**Consigne**
Recopiez fidèlement le passage du texte sur les souffrances, depuis « Il ne faut pas » jusqu'à « tout est mort. » inclus.

**Texte de la page**

Les souffrances d'abord, les
maladies, les infirmités. Oh, que de trésors à recueillir! Les peines de
l’âme et du corps, quelle bénédiction! Je vénérais à Autun les
ossements de saint Lazare, l’ami du Sauveur, ces ossements auxquels Dieu a
donné l'immortalité, puisqu’ils sont aussi frais, aussi récents que s'ils
dataient de quelques années. Les médecins ont constaté que c'étaient les
ossements d'un homme frêle, débile, maladif. “Il y avait un malade,
Lazare, de Béthanie” (Jn 11:1). Voilà l'ami du Sauveur: Jésus l’aimait
(Jn 11:5). Oh! les malades sont les amis du Sauveur, et les souffrances sont
de ses témoignages d'amitié.
Que de trésors à recueillir!
Il ne faut pas les perdre. Or, on les perd si on ne les envisage pas
surnaturellement. Ce sont des choses sacrées, ne les regardez pas d’un œil
profane, c'est l’arche du Seigneur, n'y portez pas la main, autrement vous
mourrez. Non pas vous, ni ces souffrances, mais les trésors que vous pourriez
en récolter seraient morts. Et quand, au moment de l’absolution le prêtre,
levant la main sur vous, dirait: “Que toutes les peines que vous avez endurées
vous servent pour la rémission de vos péchés, pour l’accroissement de la
grâce et la récompense de la vie éternelle”, le mérite de ces peines ne
ressusciterait pas. Vous avez porté la main à ces souffrances: tout est mort.
Mais je me porte bien, mais au
contraire j'ai en moi une surabondance de vie qui stimule l'aiguillon de la
chair. Si vous le croyez nécessaire, demandez à votre directeur, à votre maître
des novices, l'autorisation d’exercer sur vous des pénitences corporelles,
de vous donner ce coup de fouet qui soumettra la chair: “Je complète en ma
chair ce qui manque aux épreuves du Christ” (Col 1:24).

Descriptions libres d'objets:

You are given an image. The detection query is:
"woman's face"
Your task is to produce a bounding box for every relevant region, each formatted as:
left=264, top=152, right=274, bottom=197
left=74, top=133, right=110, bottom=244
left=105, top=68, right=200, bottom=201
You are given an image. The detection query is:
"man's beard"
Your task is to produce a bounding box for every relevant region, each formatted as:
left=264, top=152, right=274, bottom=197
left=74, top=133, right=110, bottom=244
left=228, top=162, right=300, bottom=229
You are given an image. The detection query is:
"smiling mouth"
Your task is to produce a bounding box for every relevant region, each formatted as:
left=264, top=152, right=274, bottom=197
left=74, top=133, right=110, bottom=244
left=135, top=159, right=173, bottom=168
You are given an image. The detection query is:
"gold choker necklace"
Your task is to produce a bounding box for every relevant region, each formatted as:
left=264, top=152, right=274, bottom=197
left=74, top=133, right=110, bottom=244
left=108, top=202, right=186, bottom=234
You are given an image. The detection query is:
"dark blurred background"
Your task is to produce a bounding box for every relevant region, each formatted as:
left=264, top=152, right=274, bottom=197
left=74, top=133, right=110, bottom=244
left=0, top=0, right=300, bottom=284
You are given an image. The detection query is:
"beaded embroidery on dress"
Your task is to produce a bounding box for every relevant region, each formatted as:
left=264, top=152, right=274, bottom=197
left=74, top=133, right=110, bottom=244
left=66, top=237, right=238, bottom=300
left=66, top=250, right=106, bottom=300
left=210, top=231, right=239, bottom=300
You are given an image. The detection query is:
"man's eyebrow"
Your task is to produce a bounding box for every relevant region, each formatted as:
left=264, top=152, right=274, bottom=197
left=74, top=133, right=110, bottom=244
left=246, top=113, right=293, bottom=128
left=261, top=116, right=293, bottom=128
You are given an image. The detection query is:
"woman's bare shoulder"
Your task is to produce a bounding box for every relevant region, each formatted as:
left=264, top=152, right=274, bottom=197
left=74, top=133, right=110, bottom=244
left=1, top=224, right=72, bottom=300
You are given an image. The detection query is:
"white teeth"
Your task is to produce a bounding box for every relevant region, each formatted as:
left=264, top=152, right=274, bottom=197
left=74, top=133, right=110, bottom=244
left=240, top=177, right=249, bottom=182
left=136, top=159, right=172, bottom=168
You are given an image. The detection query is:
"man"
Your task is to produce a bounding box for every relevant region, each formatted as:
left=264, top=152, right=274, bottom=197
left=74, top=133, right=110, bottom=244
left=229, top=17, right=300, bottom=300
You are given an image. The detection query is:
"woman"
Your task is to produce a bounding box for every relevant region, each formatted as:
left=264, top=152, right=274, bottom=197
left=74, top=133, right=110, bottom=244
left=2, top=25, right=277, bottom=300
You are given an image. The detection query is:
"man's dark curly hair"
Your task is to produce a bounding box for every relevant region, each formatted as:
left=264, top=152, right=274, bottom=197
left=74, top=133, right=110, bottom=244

**Solution proposée**
Il ne faut pas les perdre. Or, on les perd si on ne les envisage pas
surnaturellement. Ce sont des choses sacrées, ne les regardez pas d’un œil
profane, c'est l’arche du Seigneur, n'y portez pas la main, autrement vous
mourrez. Non pas vous, ni ces souffrances, mais les trésors que vous pourriez
en récolter seraient morts. Et quand, au moment de l’absolution le prêtre,
levant la main sur vous, dirait: “Que toutes les peines que vous avez endurées
vous servent pour la rémission de vos péchés, pour l’accroissement de la
grâce et la récompense de la vie éternelle”, le mérite de ces peines ne
ressusciterait pas. Vous avez porté la main à ces souffrances: tout est mort.